Using data from the National Survey of Families and Households (NSFH) that are censored at some point between ages 18 and 30, Liefbroer and Elzinga (2012) showed that results based on sequence analysis with optimal matching are very sensitive to censoring. We therefore cannot use the NSFH, the National Longitudinal Survey of Youth 1979 (NLSY79), or the Panel Study of Income Dynamics Child Development Supplement (PSID-CDS) because the child generation is censored in the late 20s and early 30s in all these data sets.
For more details on the data, see Bengtson et al. (2002).
Children from divorced families are somewhat overrepresented in the group for which we have information for only one parent: 76.8 % of all parental divorces are observed in families with data on one parent only.
The mean duration spent in DC is 0.6 years in the parent generation and 2.0 years in the child generation. The respective numbers for SC are 0.2 years for parents and 0.3 years for children.

Supplied data.

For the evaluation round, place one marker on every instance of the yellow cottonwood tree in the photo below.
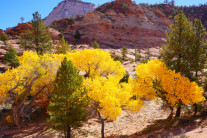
(109, 96)
(34, 75)
(155, 80)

Complete the following.
1/ Using the family survey notes, decide whether each statement is true. Answer yes or no for each, and quote the exact words that settle it.
(a) Liefbroer and Elzinga (2012) found that results from sequence analysis with optimal matching are very sensitive to censoring.
(b) The child generation is censored in the early 20s in the NSFH, the NLSY79, and the PSID-CDS.
(c) Most parental divorces are observed in families with data on both parents.
2/ Quote the family survey notes word for word, starting at "Using data from" and ending at "et al. (2002).".

Solved problems.
1/
(a) Yes: "showed that results based on sequence analysis with optimal matching are very sensitive to censoring"
(b) No: "the child generation is censored in the late 20s and early 30s in all these data sets"
(c) No: "76.8 % of all parental divorces are observed in families with data on one parent only"

2/
Using data from the National Survey of Families and Households (NSFH) that are censored at some point between ages 18 and 30, Liefbroer and Elzinga (2012) showed that results based on sequence analysis with optimal matching are very sensitive to censoring. We therefore cannot use the NSFH, the National Longitudinal Survey of Youth 1979 (NLSY79), or the Panel Study of Income Dynamics Child Development Supplement (PSID-CDS) because the child generation is censored in the late 20s and early 30s in all these data sets.
For more details on the data, see Bengtson et al. (2002).